┌──

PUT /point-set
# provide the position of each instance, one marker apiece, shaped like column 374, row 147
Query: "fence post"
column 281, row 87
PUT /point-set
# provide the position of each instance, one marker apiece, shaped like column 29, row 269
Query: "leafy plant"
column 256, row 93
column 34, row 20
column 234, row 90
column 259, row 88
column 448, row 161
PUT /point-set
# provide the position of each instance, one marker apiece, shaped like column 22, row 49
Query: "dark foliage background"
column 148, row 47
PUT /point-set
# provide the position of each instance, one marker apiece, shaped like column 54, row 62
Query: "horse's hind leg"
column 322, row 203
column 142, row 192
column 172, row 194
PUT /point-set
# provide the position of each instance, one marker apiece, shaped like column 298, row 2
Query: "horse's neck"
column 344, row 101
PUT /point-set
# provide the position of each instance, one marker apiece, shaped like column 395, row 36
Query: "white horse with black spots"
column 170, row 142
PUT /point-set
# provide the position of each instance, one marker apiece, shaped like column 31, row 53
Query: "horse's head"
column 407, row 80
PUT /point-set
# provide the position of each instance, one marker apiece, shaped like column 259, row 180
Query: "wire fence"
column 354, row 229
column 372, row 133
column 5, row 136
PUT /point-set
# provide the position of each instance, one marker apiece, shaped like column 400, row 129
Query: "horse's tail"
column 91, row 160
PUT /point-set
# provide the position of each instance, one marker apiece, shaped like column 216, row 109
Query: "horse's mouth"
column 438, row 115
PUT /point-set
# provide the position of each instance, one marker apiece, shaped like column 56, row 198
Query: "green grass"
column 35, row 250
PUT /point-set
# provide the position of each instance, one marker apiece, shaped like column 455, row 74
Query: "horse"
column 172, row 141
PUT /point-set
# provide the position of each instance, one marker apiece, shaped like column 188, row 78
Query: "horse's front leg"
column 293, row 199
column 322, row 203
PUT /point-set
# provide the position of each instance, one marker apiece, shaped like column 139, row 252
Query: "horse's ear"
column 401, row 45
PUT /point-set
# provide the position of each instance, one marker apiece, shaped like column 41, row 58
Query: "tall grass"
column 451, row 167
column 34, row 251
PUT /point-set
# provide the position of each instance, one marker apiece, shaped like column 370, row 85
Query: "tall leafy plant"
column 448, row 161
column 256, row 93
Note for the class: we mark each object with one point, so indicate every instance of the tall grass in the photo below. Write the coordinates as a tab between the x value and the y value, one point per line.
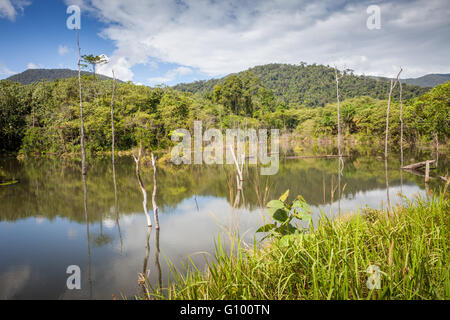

└──

Every line above needs to be written out again as it stands. Pictures do not belong in the copy.

◆ **Output**
PUT /point-set
# provide the position of each instance, one marker apiece, shaped like column 374, row 147
Query: "fence post"
column 281, row 87
PUT /point-set
# provide the position of each instance, one marker apiece, shaped like column 29, row 269
Query: "leafy plant"
column 256, row 93
column 34, row 20
column 234, row 90
column 259, row 88
column 448, row 161
PUT /point-set
# provide the position of each instance, one marker apiece, shaped like column 22, row 49
Query: "dark foliage background"
column 148, row 47
PUT /point-set
# provide the position of each instance, one marker apiece, shaped like column 54, row 62
Query: "horse's hind leg"
column 322, row 203
column 142, row 192
column 172, row 194
PUT /point-set
# provide the position of each instance, one marker apiece, shaped like column 298, row 2
Query: "horse's neck"
column 344, row 101
PUT /point-set
# provide the position of each instance, one marker apiece, shaped like column 395, row 36
Query: "white horse with black spots"
column 170, row 142
PUT /point-set
# provide the position of each instance, one marker apiece, shaped like column 31, row 53
Query: "horse's head"
column 407, row 80
PUT /point-set
# provide the position of each instance, one marker apiece, shaped like column 259, row 180
Query: "wire fence"
column 354, row 229
column 372, row 133
column 5, row 136
PUT /point-set
# provide the position of each instance, one marker apiece, shaped like column 400, row 129
Query: "horse's tail"
column 91, row 160
PUT /point-set
# provide the position of each instance, one marker apiece, shaped like column 216, row 109
Query: "horse's mouth"
column 438, row 115
PUT /point-set
# provide the position of each instance, one marker apiece, shaped like column 56, row 198
Query: "green grass"
column 35, row 250
PUT /point-set
# provide the position of each instance, one marker apiece, shaped like column 455, row 74
Query: "horse"
column 172, row 141
PUT /point-set
# provide the position of each instance, one marker apiece, shaped like column 188, row 78
Query: "horse's front leg"
column 293, row 199
column 322, row 203
PUT /point-set
# provide the position of each instance, one marker apiece, shaped like column 139, row 252
Query: "horse's ear"
column 401, row 45
PUT /point-set
# provide the position of each instance, one marker apiece, shaped like column 41, row 58
Query: "tall grass"
column 451, row 167
column 34, row 251
PUT /point-set
# provide the position of each instance, one marker apiece, shaped like column 370, row 85
Query: "tall leafy plant"
column 448, row 161
column 256, row 93
Note for the class: we mark each object with one point, so indicate every instance of the tall grass in the photo below. Write the coordinates as a tab between the x value and the y value, one point per line.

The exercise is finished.